### The data:
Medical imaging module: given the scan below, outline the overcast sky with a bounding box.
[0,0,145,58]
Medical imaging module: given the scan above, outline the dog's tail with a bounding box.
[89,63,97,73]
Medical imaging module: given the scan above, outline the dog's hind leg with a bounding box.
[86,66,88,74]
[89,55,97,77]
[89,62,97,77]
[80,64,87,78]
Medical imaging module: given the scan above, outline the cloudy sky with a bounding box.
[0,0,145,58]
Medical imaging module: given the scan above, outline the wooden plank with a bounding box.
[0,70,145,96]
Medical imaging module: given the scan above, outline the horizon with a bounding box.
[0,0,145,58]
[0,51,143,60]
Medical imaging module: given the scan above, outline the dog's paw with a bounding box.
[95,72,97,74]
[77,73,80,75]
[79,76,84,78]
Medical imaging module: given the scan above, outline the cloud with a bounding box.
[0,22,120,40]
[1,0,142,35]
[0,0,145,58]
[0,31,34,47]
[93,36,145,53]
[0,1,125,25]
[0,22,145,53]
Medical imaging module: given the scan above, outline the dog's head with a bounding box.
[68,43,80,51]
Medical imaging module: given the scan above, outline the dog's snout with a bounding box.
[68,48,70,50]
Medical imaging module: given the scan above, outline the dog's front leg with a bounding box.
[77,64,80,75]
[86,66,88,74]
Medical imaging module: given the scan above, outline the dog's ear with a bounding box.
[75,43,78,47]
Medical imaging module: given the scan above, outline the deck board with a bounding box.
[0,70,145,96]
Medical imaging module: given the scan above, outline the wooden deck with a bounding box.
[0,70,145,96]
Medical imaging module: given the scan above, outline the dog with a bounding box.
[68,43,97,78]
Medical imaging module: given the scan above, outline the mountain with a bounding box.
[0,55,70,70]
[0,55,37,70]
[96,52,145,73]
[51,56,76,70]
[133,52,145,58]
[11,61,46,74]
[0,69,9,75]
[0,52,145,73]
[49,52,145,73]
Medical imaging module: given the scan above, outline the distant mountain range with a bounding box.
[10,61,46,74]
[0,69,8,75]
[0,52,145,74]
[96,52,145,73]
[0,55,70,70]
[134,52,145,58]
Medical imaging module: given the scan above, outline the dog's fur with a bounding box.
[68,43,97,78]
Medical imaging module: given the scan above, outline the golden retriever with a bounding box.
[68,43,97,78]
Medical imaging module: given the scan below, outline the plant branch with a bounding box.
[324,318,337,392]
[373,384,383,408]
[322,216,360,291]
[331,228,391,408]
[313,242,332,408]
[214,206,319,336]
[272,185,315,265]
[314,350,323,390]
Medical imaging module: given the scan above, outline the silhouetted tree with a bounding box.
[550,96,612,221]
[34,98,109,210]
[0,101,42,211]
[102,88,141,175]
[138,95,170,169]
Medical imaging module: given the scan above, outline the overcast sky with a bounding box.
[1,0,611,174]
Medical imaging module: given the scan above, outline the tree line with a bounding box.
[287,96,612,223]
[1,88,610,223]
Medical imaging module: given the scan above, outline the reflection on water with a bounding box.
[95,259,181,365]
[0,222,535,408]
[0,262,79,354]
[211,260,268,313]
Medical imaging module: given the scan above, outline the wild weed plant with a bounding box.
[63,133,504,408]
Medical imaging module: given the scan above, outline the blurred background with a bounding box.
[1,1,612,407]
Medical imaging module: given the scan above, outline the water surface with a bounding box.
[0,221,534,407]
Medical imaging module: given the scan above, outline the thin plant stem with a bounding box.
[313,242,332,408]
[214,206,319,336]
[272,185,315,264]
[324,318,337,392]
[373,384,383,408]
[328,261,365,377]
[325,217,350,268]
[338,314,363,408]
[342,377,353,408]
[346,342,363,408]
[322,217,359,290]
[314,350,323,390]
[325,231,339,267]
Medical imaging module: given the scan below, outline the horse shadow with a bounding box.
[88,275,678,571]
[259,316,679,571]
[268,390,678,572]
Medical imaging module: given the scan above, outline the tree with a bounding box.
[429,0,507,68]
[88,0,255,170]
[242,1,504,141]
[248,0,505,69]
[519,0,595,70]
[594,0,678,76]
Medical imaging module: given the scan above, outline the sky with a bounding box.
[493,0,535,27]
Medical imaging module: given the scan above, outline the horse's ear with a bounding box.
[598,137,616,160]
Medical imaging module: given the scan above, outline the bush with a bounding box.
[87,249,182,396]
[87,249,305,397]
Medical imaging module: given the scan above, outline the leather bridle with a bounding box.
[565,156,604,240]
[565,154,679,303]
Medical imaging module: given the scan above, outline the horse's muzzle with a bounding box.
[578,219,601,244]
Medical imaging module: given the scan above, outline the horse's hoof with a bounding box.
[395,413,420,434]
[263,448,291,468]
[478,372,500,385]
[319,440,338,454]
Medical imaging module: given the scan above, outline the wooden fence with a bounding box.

### Required action:
Type out the entire listing again, matching every line exactly.

### Output for this exercise:
Medical imaging module: given the scan below, outline the overcast sky with a bounding box.
[0,0,145,58]
Medical imaging module: given the scan above, outline the dog's tail with a bounding box.
[89,63,97,73]
Medical imaging module: given the scan above, outline the dog's hind leg with a bounding box.
[86,66,88,74]
[89,55,97,77]
[89,62,97,77]
[80,64,87,78]
Medical imaging module: given the scan above, outline the cloudy sky with a bounding box.
[0,0,145,58]
Medical imaging module: given the scan above, outline the wooden plank with a bounding box.
[0,70,145,96]
Medical imaging module: given the scan above, outline the horizon with a bounding box.
[0,0,145,58]
[0,51,143,60]
Medical imaging module: given the scan above, outline the dog's paw with a bounding box.
[95,72,97,74]
[77,73,80,75]
[79,76,84,78]
Medical imaging module: given the scan above, outline the cloud with a bounding box.
[0,22,120,40]
[1,0,142,35]
[0,0,145,58]
[0,31,34,47]
[93,36,145,53]
[0,1,125,25]
[0,22,145,53]
Medical imaging module: given the scan above, outline the dog's head with a bounding box.
[68,43,80,51]
Medical imaging module: given the scan above, outline the dog's snout with a bounding box.
[68,48,70,50]
Medical imaging module: given the scan above, outline the dog's front leg with a bounding box.
[77,64,80,75]
[86,66,88,74]
Medical imaging module: given the scan above, outline the dog's ear with a bounding box.
[75,43,78,47]
Medical imaging module: given the scan above, outline the deck board with a bounding box.
[0,70,145,96]
Medical imaging module: given the scan above, outline the wooden deck with a bounding box.
[0,70,145,96]
Medical imaging module: given the scan above, outline the dog with a bounding box.
[68,43,97,78]
Medical imaging module: given the scan above, outline the mountain with a bounding box.
[0,55,70,70]
[0,55,37,70]
[96,52,145,73]
[51,56,76,70]
[133,52,145,58]
[11,61,46,74]
[0,69,9,75]
[0,52,145,73]
[49,52,145,73]
Medical imaging module: given the scan above, outline the distant mountain range with a bounding box.
[10,61,46,74]
[0,69,8,75]
[0,52,145,74]
[96,52,145,73]
[0,55,70,70]
[134,52,145,58]
Medical imaging module: given the scan above, outline the dog's fur with a bounding box.
[68,43,97,78]
Medical imaging module: given the scan above, outline the golden retriever with a bounding box.
[68,43,97,78]
Medical imaging module: given the scan below, outline the plant branch with a bounding box.
[324,318,337,392]
[373,384,383,408]
[322,216,360,291]
[331,228,391,408]
[313,242,332,408]
[214,206,319,336]
[272,185,315,265]
[314,350,323,390]
Medical imaging module: given the scan above, outline the silhouetted tree with a bounding box.
[550,96,612,221]
[34,98,109,210]
[0,101,42,211]
[102,88,141,175]
[138,95,170,169]
Medical imaging module: given the scan above, outline the overcast sky with a bounding box.
[1,0,611,174]
Medical imaging module: given the scan above, outline the tree line with a bounding box.
[287,96,612,223]
[1,88,610,223]
Medical imaging module: given the scan above, outline the reflection on water with a bounding box.
[95,259,181,365]
[0,222,535,408]
[0,262,79,354]
[211,260,268,313]
Medical imaging module: given the scan above, outline the wild weed plant with a bounding box.
[63,133,504,408]
Medical imaging module: given the scan above, outline the blurred background with a bounding box.
[1,1,612,407]
Medical imaging module: given the scan above, outline the water surface with a bounding box.
[0,221,534,407]
Medical imaging module: given the scan above, outline the thin plant stem with a bounding box.
[313,242,332,408]
[214,206,319,336]
[272,185,315,264]
[324,318,337,392]
[373,384,383,408]
[328,261,365,377]
[325,217,350,268]
[338,314,363,408]
[342,377,353,408]
[346,342,363,408]
[322,217,359,290]
[314,350,323,390]
[325,231,339,267]
Medical imaging module: given the scan below, outline the horse shadow with a bounding box.
[88,275,678,571]
[259,316,679,571]
[268,390,678,572]
Medical imaging module: given the scan above, outline the tree with a bounding box.
[429,0,507,68]
[88,0,255,170]
[242,1,504,141]
[248,0,505,69]
[519,0,595,70]
[594,0,678,76]
Medical imaging module: given the scan above, outline the sky with a bounding box.
[493,0,535,27]
Medical imaging module: given the scan above, outline the horse's ear with a bounding box.
[598,137,616,160]
Medical imaging module: given the scan above, outline the bush with a bounding box.
[87,249,182,396]
[87,249,305,397]
Medical imaging module: given the scan above, outline the leather bridle with a bounding box.
[565,156,604,240]
[565,154,679,303]
Medical imaging module: given the scan above, outline the horse's muzzle with a bounding box.
[578,219,601,244]
Medical imaging module: given the scan above, outline the horse's hoof with a bounding box.
[395,413,420,434]
[263,448,291,468]
[478,372,500,385]
[319,440,338,454]
Medical imaging module: given the scan above, outline the wooden fence with a bounding box.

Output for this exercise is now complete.